» **GOAL**
How many lines of the entries below contain the word "region"? Reply with the number alone.

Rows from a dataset
# # # # #
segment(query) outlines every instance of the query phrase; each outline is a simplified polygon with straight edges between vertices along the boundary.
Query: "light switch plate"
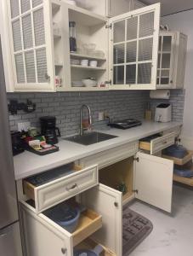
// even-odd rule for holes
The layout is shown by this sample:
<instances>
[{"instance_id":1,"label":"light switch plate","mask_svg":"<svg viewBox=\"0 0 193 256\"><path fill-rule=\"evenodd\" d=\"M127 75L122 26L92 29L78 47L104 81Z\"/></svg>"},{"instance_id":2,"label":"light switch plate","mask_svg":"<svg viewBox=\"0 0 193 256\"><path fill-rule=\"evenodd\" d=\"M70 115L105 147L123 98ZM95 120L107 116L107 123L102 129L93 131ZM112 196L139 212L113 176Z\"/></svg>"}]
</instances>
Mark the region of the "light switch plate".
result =
<instances>
[{"instance_id":1,"label":"light switch plate","mask_svg":"<svg viewBox=\"0 0 193 256\"><path fill-rule=\"evenodd\" d=\"M31 122L22 122L22 123L18 123L18 131L27 131L27 130L31 127Z\"/></svg>"}]
</instances>

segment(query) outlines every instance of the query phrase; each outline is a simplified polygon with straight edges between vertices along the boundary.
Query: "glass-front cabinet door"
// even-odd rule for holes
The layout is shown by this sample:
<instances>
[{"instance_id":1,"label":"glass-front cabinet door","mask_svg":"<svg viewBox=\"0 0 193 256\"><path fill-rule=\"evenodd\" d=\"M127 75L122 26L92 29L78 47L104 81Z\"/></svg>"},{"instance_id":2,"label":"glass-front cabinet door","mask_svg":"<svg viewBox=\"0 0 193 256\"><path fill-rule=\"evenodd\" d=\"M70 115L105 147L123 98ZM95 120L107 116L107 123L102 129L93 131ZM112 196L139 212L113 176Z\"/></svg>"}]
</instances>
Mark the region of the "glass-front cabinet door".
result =
<instances>
[{"instance_id":1,"label":"glass-front cabinet door","mask_svg":"<svg viewBox=\"0 0 193 256\"><path fill-rule=\"evenodd\" d=\"M173 88L174 33L161 32L157 60L157 88Z\"/></svg>"},{"instance_id":2,"label":"glass-front cabinet door","mask_svg":"<svg viewBox=\"0 0 193 256\"><path fill-rule=\"evenodd\" d=\"M14 90L53 91L48 0L8 0Z\"/></svg>"},{"instance_id":3,"label":"glass-front cabinet door","mask_svg":"<svg viewBox=\"0 0 193 256\"><path fill-rule=\"evenodd\" d=\"M111 89L156 89L159 21L159 3L110 19Z\"/></svg>"}]
</instances>

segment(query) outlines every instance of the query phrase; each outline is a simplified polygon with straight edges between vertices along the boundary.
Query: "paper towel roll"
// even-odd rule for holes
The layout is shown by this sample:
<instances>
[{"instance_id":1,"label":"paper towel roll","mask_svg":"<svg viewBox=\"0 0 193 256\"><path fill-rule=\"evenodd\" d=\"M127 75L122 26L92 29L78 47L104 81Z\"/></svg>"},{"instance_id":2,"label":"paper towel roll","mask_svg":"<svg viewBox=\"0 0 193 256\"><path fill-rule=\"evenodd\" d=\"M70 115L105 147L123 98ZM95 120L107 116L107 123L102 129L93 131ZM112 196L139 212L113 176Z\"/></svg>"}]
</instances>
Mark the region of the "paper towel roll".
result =
<instances>
[{"instance_id":1,"label":"paper towel roll","mask_svg":"<svg viewBox=\"0 0 193 256\"><path fill-rule=\"evenodd\" d=\"M170 90L150 90L150 99L166 99L170 98Z\"/></svg>"}]
</instances>

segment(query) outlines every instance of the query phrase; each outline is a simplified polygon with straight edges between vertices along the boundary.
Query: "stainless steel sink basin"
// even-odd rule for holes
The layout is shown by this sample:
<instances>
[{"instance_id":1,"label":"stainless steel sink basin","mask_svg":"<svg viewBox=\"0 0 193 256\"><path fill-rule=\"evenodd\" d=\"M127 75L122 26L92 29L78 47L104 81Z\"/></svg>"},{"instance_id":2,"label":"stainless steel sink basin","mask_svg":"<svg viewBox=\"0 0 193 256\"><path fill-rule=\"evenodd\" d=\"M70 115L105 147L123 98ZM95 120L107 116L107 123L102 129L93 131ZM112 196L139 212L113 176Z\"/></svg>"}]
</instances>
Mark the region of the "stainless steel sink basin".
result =
<instances>
[{"instance_id":1,"label":"stainless steel sink basin","mask_svg":"<svg viewBox=\"0 0 193 256\"><path fill-rule=\"evenodd\" d=\"M107 141L115 137L117 137L117 136L92 131L83 135L70 137L65 138L65 140L82 145L91 145L100 142Z\"/></svg>"}]
</instances>

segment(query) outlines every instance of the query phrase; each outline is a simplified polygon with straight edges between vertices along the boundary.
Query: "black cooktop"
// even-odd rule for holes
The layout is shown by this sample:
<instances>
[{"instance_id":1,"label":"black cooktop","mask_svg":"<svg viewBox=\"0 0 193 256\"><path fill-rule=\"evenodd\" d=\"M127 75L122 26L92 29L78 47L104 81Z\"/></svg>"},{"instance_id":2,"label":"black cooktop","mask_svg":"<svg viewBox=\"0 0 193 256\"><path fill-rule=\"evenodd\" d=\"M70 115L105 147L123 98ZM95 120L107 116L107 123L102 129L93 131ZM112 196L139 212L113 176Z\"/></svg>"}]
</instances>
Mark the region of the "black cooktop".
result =
<instances>
[{"instance_id":1,"label":"black cooktop","mask_svg":"<svg viewBox=\"0 0 193 256\"><path fill-rule=\"evenodd\" d=\"M112 123L109 123L108 125L118 129L129 129L132 127L141 125L142 123L139 120L127 119L122 120L116 120Z\"/></svg>"}]
</instances>

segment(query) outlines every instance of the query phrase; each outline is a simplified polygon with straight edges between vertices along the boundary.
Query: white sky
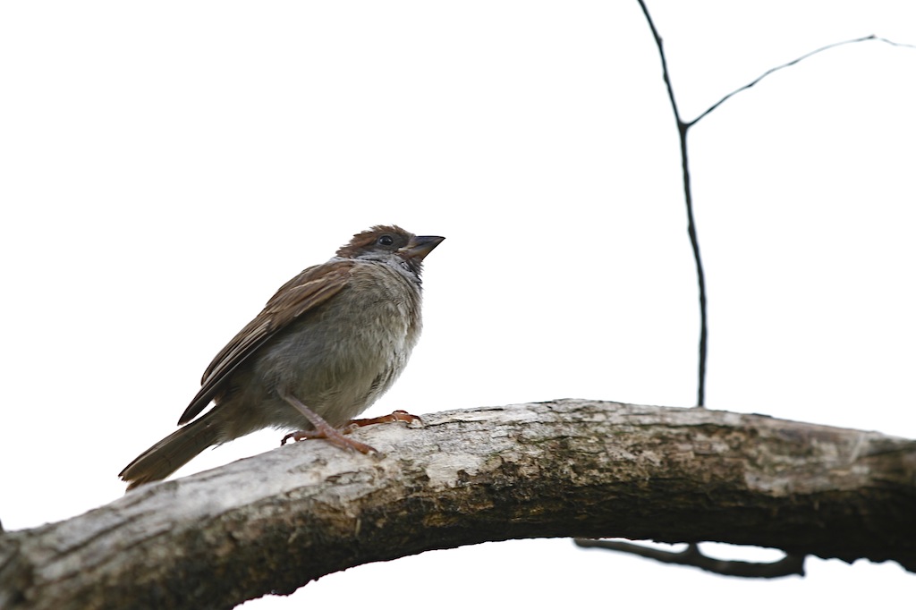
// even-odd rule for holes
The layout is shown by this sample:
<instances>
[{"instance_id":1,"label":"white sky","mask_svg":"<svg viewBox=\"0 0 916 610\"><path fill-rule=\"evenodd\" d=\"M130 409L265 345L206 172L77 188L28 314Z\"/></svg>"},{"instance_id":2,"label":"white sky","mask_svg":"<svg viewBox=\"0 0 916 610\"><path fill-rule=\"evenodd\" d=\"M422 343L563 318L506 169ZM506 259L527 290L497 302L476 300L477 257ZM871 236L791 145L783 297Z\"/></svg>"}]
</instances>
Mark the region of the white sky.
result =
<instances>
[{"instance_id":1,"label":"white sky","mask_svg":"<svg viewBox=\"0 0 916 610\"><path fill-rule=\"evenodd\" d=\"M907 0L649 7L687 118L822 45L916 43ZM709 408L916 437L914 76L914 49L844 47L692 132ZM8 529L118 497L224 343L377 223L448 239L425 334L369 415L694 400L676 134L635 1L4 3L0 87ZM807 569L746 582L533 540L245 607L878 607L914 583Z\"/></svg>"}]
</instances>

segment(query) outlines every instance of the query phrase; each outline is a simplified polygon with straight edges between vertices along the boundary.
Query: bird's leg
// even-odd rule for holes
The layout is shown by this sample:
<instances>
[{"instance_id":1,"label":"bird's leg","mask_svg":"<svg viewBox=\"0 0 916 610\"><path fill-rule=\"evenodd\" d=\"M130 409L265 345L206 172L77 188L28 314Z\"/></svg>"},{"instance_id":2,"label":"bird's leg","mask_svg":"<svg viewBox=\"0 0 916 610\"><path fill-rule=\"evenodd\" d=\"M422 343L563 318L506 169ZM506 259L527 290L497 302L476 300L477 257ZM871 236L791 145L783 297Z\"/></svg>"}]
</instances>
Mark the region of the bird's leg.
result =
<instances>
[{"instance_id":1,"label":"bird's leg","mask_svg":"<svg viewBox=\"0 0 916 610\"><path fill-rule=\"evenodd\" d=\"M293 439L294 441L302 441L304 439L327 439L333 444L338 447L343 447L344 449L355 449L361 453L378 452L373 447L370 447L365 443L344 436L343 432L325 421L318 413L303 405L302 401L294 397L292 394L289 394L286 390L280 390L279 396L287 403L293 407L293 408L304 415L306 419L311 422L311 425L315 427L315 430L300 430L287 434L283 437L283 440L280 441L281 445L285 445L286 441L289 439Z\"/></svg>"},{"instance_id":2,"label":"bird's leg","mask_svg":"<svg viewBox=\"0 0 916 610\"><path fill-rule=\"evenodd\" d=\"M347 422L347 425L344 427L344 433L347 434L356 430L357 428L362 428L363 426L371 426L372 424L376 424L376 423L387 423L389 421L406 421L409 424L417 421L420 423L420 425L421 426L423 425L423 420L420 419L416 415L411 415L407 411L398 409L397 411L391 413L390 415L382 415L377 418L369 418L366 419L350 419L350 421Z\"/></svg>"}]
</instances>

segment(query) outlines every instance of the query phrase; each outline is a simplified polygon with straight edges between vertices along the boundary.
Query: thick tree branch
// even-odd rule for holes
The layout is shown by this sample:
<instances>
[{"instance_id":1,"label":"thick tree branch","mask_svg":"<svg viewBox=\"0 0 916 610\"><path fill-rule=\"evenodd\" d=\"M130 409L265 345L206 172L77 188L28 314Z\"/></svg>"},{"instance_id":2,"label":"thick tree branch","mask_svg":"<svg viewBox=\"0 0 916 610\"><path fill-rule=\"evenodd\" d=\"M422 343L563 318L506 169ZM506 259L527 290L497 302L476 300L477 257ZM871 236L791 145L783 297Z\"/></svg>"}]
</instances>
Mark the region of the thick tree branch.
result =
<instances>
[{"instance_id":1,"label":"thick tree branch","mask_svg":"<svg viewBox=\"0 0 916 610\"><path fill-rule=\"evenodd\" d=\"M916 441L562 400L423 416L141 487L0 536L0 607L231 607L485 540L714 540L916 571Z\"/></svg>"}]
</instances>

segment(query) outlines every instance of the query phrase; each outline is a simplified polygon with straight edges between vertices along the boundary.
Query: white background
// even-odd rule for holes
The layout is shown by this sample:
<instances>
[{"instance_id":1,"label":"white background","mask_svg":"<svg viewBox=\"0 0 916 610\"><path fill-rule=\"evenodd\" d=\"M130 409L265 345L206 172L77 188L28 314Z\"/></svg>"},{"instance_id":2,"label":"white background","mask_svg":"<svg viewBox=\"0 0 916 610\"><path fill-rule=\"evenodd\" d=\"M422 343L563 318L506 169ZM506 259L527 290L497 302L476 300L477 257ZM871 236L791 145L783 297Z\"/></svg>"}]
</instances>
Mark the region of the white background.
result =
<instances>
[{"instance_id":1,"label":"white background","mask_svg":"<svg viewBox=\"0 0 916 610\"><path fill-rule=\"evenodd\" d=\"M907 0L650 9L686 118L825 44L916 42ZM914 49L845 46L692 130L709 408L916 437L914 76ZM119 497L224 343L379 223L447 240L424 336L369 415L694 401L676 132L635 1L4 3L0 87L7 529ZM879 607L916 582L807 570L729 580L528 540L245 607Z\"/></svg>"}]
</instances>

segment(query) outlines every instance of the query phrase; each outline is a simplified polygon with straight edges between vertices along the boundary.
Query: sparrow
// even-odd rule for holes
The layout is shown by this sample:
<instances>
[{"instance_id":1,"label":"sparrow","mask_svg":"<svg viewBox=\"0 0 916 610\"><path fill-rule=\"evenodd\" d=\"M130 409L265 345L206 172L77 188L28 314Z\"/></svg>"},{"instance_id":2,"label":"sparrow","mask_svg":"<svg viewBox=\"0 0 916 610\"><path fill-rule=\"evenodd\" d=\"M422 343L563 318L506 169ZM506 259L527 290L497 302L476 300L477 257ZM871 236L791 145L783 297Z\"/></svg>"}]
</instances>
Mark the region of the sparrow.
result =
<instances>
[{"instance_id":1,"label":"sparrow","mask_svg":"<svg viewBox=\"0 0 916 610\"><path fill-rule=\"evenodd\" d=\"M296 430L281 444L323 438L365 453L373 448L344 436L353 425L419 419L404 411L354 418L404 370L422 327L423 259L443 239L376 225L280 287L210 363L182 427L121 471L127 489L264 428Z\"/></svg>"}]
</instances>

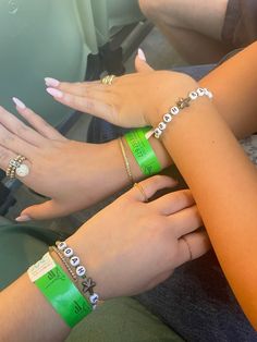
# # # # #
» **TASK RESULT**
10